Pull out the stretch of the records below from the line containing "Where can the potted" through the end of the records, both ends included, and reproduce those lines unchanged.

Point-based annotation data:
= = = =

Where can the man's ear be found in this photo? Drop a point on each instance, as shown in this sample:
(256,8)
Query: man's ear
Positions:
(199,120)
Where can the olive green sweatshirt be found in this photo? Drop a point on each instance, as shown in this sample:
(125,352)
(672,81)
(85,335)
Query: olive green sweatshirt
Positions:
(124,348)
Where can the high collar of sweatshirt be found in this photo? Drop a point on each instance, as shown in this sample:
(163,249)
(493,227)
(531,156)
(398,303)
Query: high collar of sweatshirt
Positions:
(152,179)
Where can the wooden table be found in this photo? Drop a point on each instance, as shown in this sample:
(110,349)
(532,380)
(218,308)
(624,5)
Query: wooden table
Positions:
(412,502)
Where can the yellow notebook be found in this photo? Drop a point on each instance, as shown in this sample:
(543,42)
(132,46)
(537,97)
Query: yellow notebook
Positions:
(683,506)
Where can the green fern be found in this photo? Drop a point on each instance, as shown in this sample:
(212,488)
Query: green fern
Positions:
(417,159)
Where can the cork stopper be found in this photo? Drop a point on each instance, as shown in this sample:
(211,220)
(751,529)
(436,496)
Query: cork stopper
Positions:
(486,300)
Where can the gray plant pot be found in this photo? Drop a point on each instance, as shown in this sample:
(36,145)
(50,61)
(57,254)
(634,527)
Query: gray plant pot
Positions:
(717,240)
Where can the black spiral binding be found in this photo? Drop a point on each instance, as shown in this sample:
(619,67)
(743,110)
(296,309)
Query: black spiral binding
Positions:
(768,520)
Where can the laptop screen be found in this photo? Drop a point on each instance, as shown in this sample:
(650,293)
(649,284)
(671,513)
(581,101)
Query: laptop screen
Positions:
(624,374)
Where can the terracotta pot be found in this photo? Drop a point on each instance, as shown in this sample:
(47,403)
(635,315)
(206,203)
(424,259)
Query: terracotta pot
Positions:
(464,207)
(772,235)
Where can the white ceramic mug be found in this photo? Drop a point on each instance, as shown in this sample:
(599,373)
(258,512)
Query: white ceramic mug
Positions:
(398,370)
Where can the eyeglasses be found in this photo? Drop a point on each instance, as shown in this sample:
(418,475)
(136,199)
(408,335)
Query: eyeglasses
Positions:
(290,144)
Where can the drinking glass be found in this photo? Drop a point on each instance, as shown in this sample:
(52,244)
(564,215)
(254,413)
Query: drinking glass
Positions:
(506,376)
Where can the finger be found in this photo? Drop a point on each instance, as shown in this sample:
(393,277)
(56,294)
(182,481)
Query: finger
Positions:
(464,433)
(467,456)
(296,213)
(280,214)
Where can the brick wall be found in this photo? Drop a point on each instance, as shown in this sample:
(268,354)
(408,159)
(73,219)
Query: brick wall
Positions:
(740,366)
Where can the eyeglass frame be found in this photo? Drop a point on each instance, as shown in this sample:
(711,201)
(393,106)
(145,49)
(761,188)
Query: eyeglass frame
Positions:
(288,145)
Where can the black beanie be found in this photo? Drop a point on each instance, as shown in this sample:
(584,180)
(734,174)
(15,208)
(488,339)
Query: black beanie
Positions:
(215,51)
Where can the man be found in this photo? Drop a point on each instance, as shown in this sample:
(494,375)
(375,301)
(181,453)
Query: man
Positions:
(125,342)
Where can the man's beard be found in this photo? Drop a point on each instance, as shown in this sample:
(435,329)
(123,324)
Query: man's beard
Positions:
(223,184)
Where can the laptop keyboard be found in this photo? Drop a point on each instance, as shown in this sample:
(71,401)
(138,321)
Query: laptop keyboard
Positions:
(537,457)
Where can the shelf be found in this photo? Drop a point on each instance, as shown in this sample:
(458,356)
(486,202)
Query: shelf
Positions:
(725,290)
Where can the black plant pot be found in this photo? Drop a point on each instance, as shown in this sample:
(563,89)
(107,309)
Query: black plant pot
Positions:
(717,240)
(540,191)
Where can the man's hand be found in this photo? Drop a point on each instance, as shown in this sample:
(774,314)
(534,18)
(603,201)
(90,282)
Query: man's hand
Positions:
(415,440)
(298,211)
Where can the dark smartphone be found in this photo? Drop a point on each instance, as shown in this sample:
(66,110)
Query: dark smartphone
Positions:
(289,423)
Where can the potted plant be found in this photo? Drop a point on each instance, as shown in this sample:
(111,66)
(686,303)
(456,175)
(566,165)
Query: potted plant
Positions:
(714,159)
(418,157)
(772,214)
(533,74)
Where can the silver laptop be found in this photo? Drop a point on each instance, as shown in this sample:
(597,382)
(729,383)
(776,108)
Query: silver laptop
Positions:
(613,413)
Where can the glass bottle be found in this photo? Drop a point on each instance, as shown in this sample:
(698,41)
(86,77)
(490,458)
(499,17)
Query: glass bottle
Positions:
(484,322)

= = = =

REPLY TO THE EXERCISE:
Where can the potted plant be found in this photo? Drop a point on each instance, as shown in this sample:
(111,66)
(686,303)
(456,175)
(566,165)
Query: potted plant
Positions:
(714,159)
(418,157)
(772,214)
(533,74)
Where can the silver laptop be found in this photo? Drop a point on each instance, as shown in this sample:
(597,382)
(729,383)
(776,108)
Query: silver laptop
Positions:
(613,413)
Where can the glass bottle be found in this photo? Drop a point on each instance, as shown in this sample:
(698,41)
(86,77)
(490,458)
(499,17)
Query: glass bottle
Positions:
(484,322)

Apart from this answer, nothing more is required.